TEXTO FORNECIDO:
————

Acordei neste domingo com um e-mail que me sensibilizou…
O drama de um médico que acabou de ingressar na residência. Não está satisfeito e não sabe o que fazer. Passei por isso e acredito que muitos outros colegas também.
Respondi o e-mail e resolvi compartilhar com vocês, para que a questão seja levantada, discutida, e também porque talvez ajude outras pessoas que esteja passando pelo mesmo problema, nem que seja para verem que não estão sozinhas… O drama da residência é comum à grande maioria dos médicos. Só quem está dentro ou que já passou por isso é que sabe o quanto é difícil.
E-mail do estimado R1 de Ortopedia:
“Boa noite. Tudo bem?
Vi recentemente uma postagem sua que retratou exatamente o que estou passando. Estou iniciando meu segundo mês de residência medica em ortopedia e não é nada do que eu esperava. Porem, hoje vivo com um agravante, que é a falta de oportunidades para médicos na atenção primária. Estou correndo o risco de largar a residência e ficar desempregado!
A carga de serviço é extenuante, os preceptores são uns “animais” e, para completar, o tema não esta me seduzindo nem um pouco. Como você já passou por essa situação, será que me sugere algo? Algum conselho? Alguma consideração a fazer? Estou perdido!

————

INSTRUÇÕES DE TRABALHO:
[1] Imprima o trecho do texto sobre a residência médica entre "A carga de serviço" e "fazer? Estou perdido!", inclusive.
[2] Prossiga com o texto sobre a residência médica a partir do ponto em que ele termina.
A listagem abaixo provém de outra fonte.

————

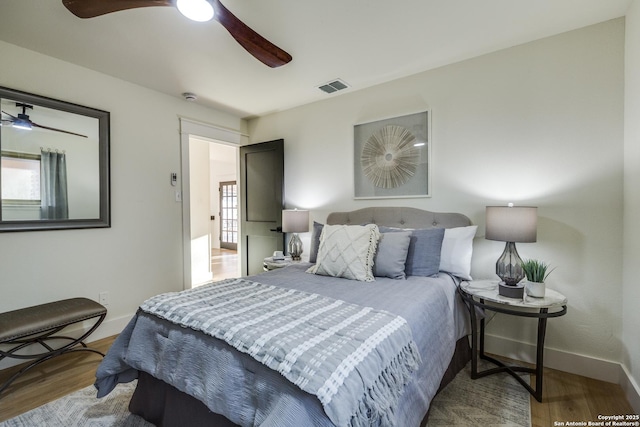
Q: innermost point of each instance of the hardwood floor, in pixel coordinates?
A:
(566, 397)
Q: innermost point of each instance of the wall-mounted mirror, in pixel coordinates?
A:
(54, 164)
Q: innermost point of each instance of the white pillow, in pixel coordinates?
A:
(456, 251)
(347, 251)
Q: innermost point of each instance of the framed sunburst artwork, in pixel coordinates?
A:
(392, 157)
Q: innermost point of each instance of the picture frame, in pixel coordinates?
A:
(392, 157)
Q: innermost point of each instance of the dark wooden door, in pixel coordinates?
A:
(261, 193)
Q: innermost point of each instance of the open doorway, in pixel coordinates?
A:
(225, 259)
(209, 157)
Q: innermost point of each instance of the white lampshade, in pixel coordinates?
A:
(295, 221)
(512, 223)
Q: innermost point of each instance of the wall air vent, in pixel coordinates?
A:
(333, 86)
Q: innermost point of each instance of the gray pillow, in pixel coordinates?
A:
(423, 258)
(315, 241)
(392, 254)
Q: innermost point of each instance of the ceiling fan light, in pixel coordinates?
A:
(21, 124)
(196, 10)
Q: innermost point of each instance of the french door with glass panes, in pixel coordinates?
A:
(229, 215)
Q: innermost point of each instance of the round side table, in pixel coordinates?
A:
(484, 294)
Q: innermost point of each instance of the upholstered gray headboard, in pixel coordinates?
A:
(399, 217)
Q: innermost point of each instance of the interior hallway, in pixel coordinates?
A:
(225, 263)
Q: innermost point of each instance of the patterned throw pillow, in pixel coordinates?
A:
(347, 251)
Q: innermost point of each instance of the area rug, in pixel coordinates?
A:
(496, 400)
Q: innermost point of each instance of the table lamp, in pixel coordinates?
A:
(295, 221)
(511, 224)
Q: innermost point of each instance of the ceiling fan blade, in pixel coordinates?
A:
(35, 125)
(93, 8)
(261, 48)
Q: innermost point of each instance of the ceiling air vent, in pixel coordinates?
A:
(333, 86)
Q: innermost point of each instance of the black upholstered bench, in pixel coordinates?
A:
(39, 325)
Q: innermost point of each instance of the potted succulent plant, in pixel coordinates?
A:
(536, 273)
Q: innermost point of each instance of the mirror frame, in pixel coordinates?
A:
(104, 220)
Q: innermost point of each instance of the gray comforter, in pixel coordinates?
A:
(249, 393)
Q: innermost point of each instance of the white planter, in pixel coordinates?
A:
(535, 289)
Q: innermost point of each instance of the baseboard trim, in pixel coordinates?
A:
(631, 388)
(109, 327)
(599, 369)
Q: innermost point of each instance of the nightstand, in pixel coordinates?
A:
(484, 294)
(269, 263)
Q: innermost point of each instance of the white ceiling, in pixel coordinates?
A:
(363, 42)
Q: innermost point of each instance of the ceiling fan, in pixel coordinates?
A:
(199, 10)
(22, 121)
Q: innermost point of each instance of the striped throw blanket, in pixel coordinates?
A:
(355, 359)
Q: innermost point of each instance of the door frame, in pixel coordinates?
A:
(188, 128)
(229, 245)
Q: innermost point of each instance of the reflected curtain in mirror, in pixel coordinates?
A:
(54, 164)
(53, 185)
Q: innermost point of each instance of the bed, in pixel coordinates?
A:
(188, 377)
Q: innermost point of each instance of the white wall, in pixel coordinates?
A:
(631, 287)
(141, 254)
(538, 124)
(200, 202)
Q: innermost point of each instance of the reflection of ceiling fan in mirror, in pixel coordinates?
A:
(22, 121)
(197, 10)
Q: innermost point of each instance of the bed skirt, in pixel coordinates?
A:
(165, 406)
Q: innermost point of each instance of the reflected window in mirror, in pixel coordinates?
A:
(55, 164)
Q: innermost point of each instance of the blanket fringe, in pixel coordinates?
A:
(377, 407)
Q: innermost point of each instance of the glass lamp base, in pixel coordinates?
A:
(509, 265)
(295, 247)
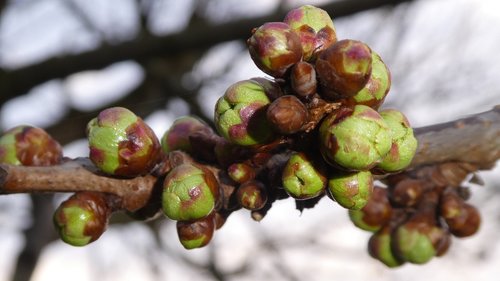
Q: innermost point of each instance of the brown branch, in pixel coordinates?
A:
(200, 36)
(76, 175)
(474, 140)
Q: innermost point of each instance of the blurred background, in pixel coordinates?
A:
(62, 61)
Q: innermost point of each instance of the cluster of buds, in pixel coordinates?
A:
(415, 216)
(312, 130)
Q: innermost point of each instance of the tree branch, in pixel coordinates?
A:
(474, 140)
(76, 175)
(199, 36)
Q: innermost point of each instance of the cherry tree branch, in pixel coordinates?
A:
(472, 140)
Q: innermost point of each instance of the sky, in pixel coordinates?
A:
(444, 62)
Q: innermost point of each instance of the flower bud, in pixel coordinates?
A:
(379, 247)
(189, 193)
(241, 172)
(82, 218)
(121, 143)
(419, 239)
(287, 114)
(303, 79)
(314, 27)
(252, 195)
(375, 214)
(29, 146)
(240, 114)
(404, 144)
(407, 192)
(197, 233)
(344, 68)
(302, 177)
(351, 190)
(274, 47)
(354, 138)
(417, 242)
(177, 136)
(463, 219)
(376, 89)
(271, 88)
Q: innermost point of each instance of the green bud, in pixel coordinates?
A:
(177, 136)
(314, 27)
(344, 68)
(197, 233)
(240, 172)
(354, 138)
(29, 146)
(189, 193)
(404, 144)
(376, 89)
(351, 190)
(375, 214)
(274, 47)
(303, 178)
(121, 143)
(252, 195)
(415, 243)
(240, 115)
(82, 218)
(379, 247)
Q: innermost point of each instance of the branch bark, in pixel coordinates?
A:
(474, 140)
(199, 36)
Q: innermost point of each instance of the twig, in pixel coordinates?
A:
(474, 140)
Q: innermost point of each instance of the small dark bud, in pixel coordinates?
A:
(407, 193)
(375, 214)
(303, 79)
(29, 146)
(82, 218)
(196, 234)
(345, 67)
(252, 195)
(287, 114)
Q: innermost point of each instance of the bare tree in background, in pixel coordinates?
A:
(165, 61)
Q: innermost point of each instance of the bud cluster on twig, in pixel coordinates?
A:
(312, 130)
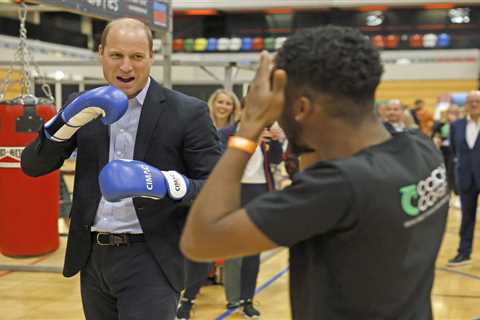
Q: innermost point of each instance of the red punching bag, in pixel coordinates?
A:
(29, 214)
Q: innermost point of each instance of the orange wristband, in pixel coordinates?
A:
(243, 144)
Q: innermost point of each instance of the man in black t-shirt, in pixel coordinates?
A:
(364, 220)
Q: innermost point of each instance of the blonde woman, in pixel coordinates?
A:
(224, 108)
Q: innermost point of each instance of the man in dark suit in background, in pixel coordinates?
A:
(127, 252)
(465, 145)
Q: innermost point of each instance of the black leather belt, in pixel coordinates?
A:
(116, 239)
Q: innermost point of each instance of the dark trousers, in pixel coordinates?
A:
(126, 283)
(249, 266)
(467, 227)
(449, 158)
(196, 275)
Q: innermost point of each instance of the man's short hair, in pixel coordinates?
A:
(337, 62)
(148, 32)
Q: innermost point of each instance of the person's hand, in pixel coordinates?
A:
(264, 102)
(265, 136)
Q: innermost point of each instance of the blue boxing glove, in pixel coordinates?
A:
(121, 179)
(107, 101)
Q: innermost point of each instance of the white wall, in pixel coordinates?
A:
(399, 65)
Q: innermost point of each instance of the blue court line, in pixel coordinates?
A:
(465, 274)
(257, 291)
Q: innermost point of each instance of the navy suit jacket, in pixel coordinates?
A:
(175, 132)
(468, 160)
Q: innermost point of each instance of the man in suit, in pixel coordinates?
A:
(465, 146)
(127, 252)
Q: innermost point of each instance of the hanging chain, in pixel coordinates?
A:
(24, 57)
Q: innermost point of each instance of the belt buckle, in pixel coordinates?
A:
(98, 238)
(119, 239)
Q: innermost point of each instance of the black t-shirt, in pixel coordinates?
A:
(363, 232)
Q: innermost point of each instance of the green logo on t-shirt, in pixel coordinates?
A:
(417, 198)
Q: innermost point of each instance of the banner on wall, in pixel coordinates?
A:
(152, 12)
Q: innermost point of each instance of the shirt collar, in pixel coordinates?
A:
(469, 119)
(142, 94)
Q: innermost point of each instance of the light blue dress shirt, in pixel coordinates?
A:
(120, 217)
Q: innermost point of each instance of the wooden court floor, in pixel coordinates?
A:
(49, 296)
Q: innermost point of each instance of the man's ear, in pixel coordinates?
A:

————

RESPOSTAS ÀS TAREFAS:
[1]
A carga de serviço é extenuante, os preceptores são uns “animais” e, para completar, o tema não esta me seduzindo nem um pouco. Como você já passou por essa situação, será que me sugere algo? Algum conselho? Alguma consideração a fazer? Estou perdido!

[2]
Obrigado pela atenção.
R1 de Ortopedia.”
Minha resposta:
Olá, colega!
Obrigado pela confiança ao se expor e pedir meus conselhos, mas saiba que talvez eu não seja a melhor pessoa para isso… Sou exageradamente revoltado com o esquema que vigora na maioria das residências médicas, a “mera tocação de serviço”, e mais revoltado ainda com o bullying praticado pelos “colegas” que estão a mais tempo na residência… De qualquer forma, vamos lá!
Tentarei ser racional para te dar essa resposta… Então, aí vão alguns pontos que você deve levar em consideração:
1) Está cada vez mais difícil passar na prova de residência! Largar e ficar desempregado é menor dos problemas… O complicado mesmo é conseguir seguir adiante e passar novamente!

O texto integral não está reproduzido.